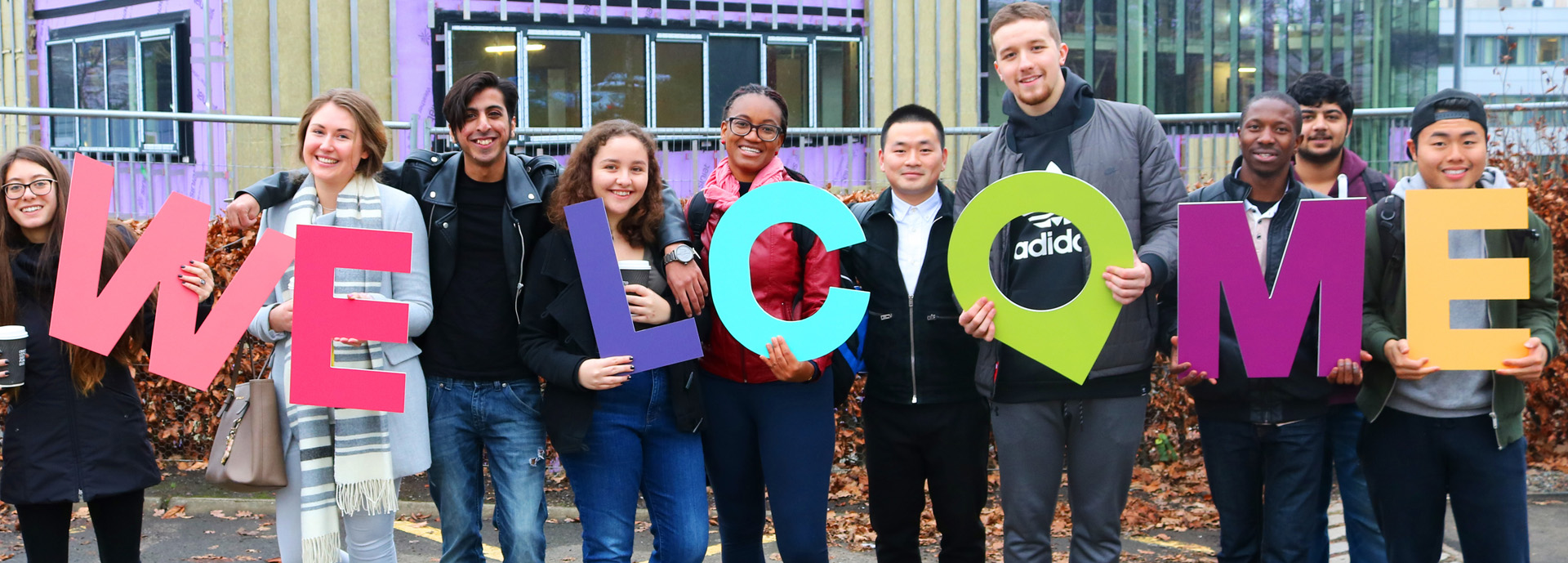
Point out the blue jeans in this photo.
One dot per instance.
(1341, 460)
(777, 438)
(1419, 466)
(634, 446)
(472, 421)
(1244, 462)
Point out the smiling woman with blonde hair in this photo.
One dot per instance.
(74, 430)
(344, 465)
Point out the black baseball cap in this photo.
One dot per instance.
(1455, 104)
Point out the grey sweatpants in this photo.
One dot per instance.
(368, 537)
(1098, 441)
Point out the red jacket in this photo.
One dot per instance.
(775, 281)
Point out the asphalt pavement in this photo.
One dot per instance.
(240, 532)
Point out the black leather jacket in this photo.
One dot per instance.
(559, 337)
(1235, 395)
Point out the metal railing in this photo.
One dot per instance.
(209, 168)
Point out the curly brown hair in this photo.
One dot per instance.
(640, 225)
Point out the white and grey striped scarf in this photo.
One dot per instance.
(345, 455)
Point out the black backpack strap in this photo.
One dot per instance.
(862, 211)
(804, 242)
(1518, 242)
(1375, 182)
(697, 218)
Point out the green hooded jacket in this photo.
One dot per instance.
(1382, 322)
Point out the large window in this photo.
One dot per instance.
(620, 78)
(118, 71)
(1491, 51)
(789, 73)
(577, 78)
(555, 82)
(678, 76)
(1548, 51)
(477, 49)
(741, 58)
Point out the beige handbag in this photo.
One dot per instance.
(248, 452)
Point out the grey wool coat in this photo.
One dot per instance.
(410, 430)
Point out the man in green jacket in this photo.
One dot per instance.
(1437, 436)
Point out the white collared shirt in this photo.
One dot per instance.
(915, 230)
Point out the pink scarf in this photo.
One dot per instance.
(722, 189)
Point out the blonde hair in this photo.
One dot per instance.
(372, 136)
(1019, 11)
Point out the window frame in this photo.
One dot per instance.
(653, 38)
(862, 65)
(138, 37)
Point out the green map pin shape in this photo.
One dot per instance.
(1065, 339)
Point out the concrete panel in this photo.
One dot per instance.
(252, 154)
(294, 78)
(375, 57)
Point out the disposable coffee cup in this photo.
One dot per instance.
(635, 271)
(13, 342)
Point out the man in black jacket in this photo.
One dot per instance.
(485, 213)
(925, 424)
(1263, 438)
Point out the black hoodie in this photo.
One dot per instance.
(1049, 254)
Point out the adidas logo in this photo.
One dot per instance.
(1058, 237)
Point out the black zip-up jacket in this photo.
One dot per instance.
(61, 446)
(915, 349)
(559, 337)
(1235, 395)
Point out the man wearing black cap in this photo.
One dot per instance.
(1440, 436)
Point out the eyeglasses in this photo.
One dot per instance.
(742, 127)
(39, 187)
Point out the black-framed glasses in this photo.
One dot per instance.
(742, 127)
(39, 187)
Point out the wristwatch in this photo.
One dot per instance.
(683, 254)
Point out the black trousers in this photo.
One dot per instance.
(1419, 466)
(117, 521)
(944, 446)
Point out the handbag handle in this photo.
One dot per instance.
(228, 446)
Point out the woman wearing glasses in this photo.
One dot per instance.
(770, 419)
(74, 431)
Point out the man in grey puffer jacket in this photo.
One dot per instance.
(1041, 419)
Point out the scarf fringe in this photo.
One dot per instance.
(322, 549)
(376, 496)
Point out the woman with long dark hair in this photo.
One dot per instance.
(76, 430)
(345, 465)
(770, 419)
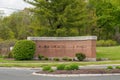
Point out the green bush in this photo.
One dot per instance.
(45, 58)
(106, 43)
(64, 58)
(101, 43)
(117, 67)
(71, 67)
(67, 67)
(74, 66)
(69, 59)
(61, 67)
(46, 68)
(24, 50)
(80, 56)
(109, 67)
(56, 59)
(40, 57)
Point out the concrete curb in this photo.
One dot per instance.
(73, 75)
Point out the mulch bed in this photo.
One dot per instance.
(82, 71)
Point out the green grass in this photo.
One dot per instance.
(34, 64)
(112, 53)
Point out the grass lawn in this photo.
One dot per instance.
(112, 53)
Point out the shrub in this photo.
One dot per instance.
(74, 66)
(65, 58)
(80, 56)
(46, 68)
(69, 59)
(67, 67)
(40, 57)
(45, 58)
(117, 67)
(109, 67)
(24, 50)
(71, 67)
(61, 67)
(101, 43)
(10, 55)
(56, 59)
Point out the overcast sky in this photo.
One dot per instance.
(10, 6)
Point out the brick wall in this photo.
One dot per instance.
(65, 47)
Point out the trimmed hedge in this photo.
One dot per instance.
(24, 50)
(61, 67)
(80, 56)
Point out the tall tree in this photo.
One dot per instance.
(60, 14)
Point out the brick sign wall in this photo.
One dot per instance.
(65, 46)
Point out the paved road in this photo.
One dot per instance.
(26, 74)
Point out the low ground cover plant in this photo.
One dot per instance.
(24, 50)
(40, 57)
(109, 67)
(61, 67)
(80, 56)
(117, 67)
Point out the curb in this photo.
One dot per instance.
(73, 75)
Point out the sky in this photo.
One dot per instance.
(9, 6)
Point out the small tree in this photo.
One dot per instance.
(80, 56)
(24, 50)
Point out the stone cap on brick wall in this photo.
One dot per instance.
(64, 38)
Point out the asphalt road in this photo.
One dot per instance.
(26, 74)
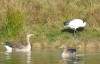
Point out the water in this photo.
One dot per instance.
(48, 56)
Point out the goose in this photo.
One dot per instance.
(74, 24)
(68, 52)
(18, 47)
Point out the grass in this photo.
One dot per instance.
(45, 19)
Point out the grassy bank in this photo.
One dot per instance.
(45, 19)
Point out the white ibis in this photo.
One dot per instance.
(74, 24)
(68, 52)
(18, 47)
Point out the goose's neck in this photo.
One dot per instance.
(28, 46)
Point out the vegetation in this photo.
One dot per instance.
(45, 19)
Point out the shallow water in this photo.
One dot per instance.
(48, 56)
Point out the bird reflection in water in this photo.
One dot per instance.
(20, 57)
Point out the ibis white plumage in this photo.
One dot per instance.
(74, 24)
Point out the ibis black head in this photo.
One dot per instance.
(66, 23)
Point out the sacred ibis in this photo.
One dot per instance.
(74, 24)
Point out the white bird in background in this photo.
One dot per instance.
(19, 47)
(74, 24)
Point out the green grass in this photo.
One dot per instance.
(45, 19)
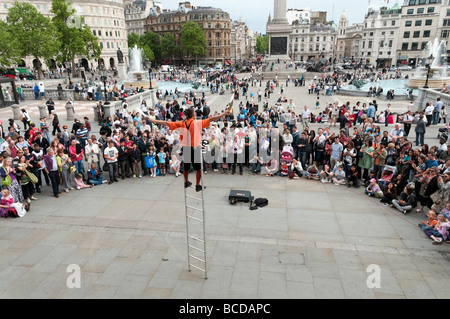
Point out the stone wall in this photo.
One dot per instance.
(430, 95)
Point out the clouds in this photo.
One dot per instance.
(256, 12)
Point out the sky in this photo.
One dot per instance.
(256, 12)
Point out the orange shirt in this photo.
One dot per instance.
(194, 135)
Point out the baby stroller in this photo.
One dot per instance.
(386, 175)
(287, 155)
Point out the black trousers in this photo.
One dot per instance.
(54, 179)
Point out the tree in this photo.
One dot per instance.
(193, 40)
(75, 37)
(152, 40)
(168, 45)
(8, 54)
(36, 34)
(262, 44)
(133, 39)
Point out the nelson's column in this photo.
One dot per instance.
(279, 31)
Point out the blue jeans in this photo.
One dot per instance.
(436, 116)
(79, 166)
(420, 136)
(97, 181)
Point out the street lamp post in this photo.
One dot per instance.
(150, 74)
(430, 59)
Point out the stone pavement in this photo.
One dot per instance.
(314, 240)
(128, 239)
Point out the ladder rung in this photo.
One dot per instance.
(195, 238)
(198, 268)
(195, 218)
(195, 208)
(199, 259)
(196, 248)
(192, 197)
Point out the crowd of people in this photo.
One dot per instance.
(271, 140)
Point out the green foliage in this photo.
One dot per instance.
(75, 37)
(169, 45)
(193, 40)
(38, 36)
(152, 40)
(146, 43)
(262, 44)
(8, 53)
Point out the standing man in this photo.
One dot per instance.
(51, 168)
(111, 156)
(336, 152)
(408, 119)
(306, 117)
(190, 138)
(437, 111)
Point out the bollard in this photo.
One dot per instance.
(16, 111)
(95, 108)
(43, 111)
(70, 113)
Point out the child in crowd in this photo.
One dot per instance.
(430, 223)
(439, 232)
(162, 161)
(312, 172)
(373, 190)
(151, 164)
(80, 183)
(339, 176)
(6, 203)
(175, 165)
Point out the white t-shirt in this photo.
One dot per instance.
(306, 114)
(111, 153)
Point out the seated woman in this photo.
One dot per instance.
(339, 176)
(174, 166)
(271, 167)
(80, 183)
(373, 190)
(430, 223)
(406, 201)
(439, 233)
(297, 169)
(326, 174)
(312, 172)
(389, 194)
(94, 176)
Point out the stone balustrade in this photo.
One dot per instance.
(430, 95)
(134, 102)
(28, 94)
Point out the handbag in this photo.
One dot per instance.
(33, 178)
(437, 197)
(6, 181)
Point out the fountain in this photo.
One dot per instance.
(435, 68)
(137, 77)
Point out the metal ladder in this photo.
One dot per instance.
(195, 220)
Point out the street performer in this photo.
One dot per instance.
(190, 139)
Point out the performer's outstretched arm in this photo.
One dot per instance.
(157, 122)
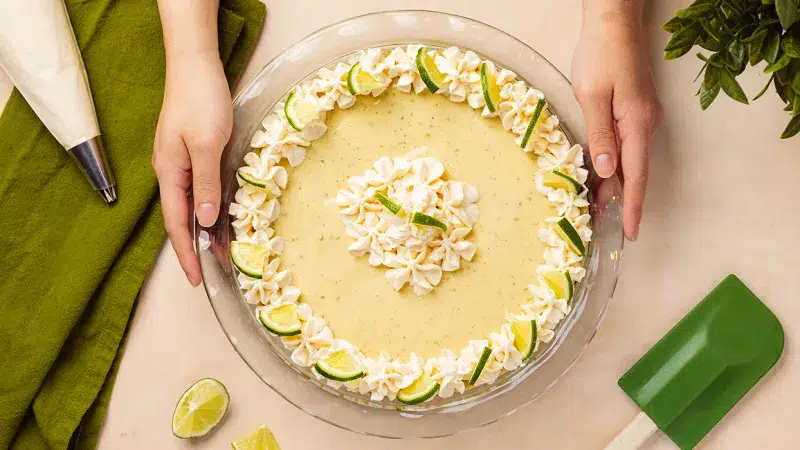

+---+

● **TASK DESCRIPTION**: Extract verbatim the lines of the listing starting at the line containing "Point out the white collared" and ending at the line containing "(1041, 419)", including both of those lines.

● **EXPECTED ANSWER**:
Point out the white collared shirt in this photo.
One dot per instance.
(915, 230)
Point out the pink scarf in this photo.
One dot per instance.
(722, 189)
Point out the blonde hair in this photo.
One dot per instance.
(372, 136)
(1019, 11)
Point out the window frame in this photo.
One dot per instance.
(653, 38)
(862, 65)
(138, 37)
Point out the green map pin shape in this photo.
One dot per instance.
(1065, 339)
Point out the concrete panel in this photo.
One dot per instance.
(252, 154)
(294, 78)
(375, 57)
Point out the disposable coffee cup in this photo.
One dot per instance.
(635, 271)
(13, 342)
Point out the man in black jacket in this photo.
One dot per instance.
(485, 213)
(925, 424)
(1263, 438)
Point out the black hoodie in this photo.
One dot per instance.
(1049, 254)
Point out the adidas logo in this photo.
One dot per instance.
(1058, 237)
Point out the black zip-up jacket in this photo.
One dot per instance.
(61, 446)
(915, 349)
(559, 337)
(1235, 395)
Point out the man wearing black cap in this photo.
One dot per instance.
(1440, 436)
Point out the eyeglasses in this photo.
One dot per instance.
(742, 127)
(39, 187)
Point out the black-framed glasses in this photo.
One dot per instance.
(742, 127)
(39, 187)
Point out the wristwatch in this photo.
One dot per instance.
(683, 254)
Point out the black trousers in this photo.
One dot per instance.
(1419, 466)
(117, 521)
(944, 446)
Point out the handbag handle in this photo.
One dot per instance.
(228, 446)
Point out the woman wearing glasses in this photo.
One dot per instance.
(770, 419)
(74, 431)
Point out the man in grey puffer jacket in this photo.
One dot per instance.
(1041, 419)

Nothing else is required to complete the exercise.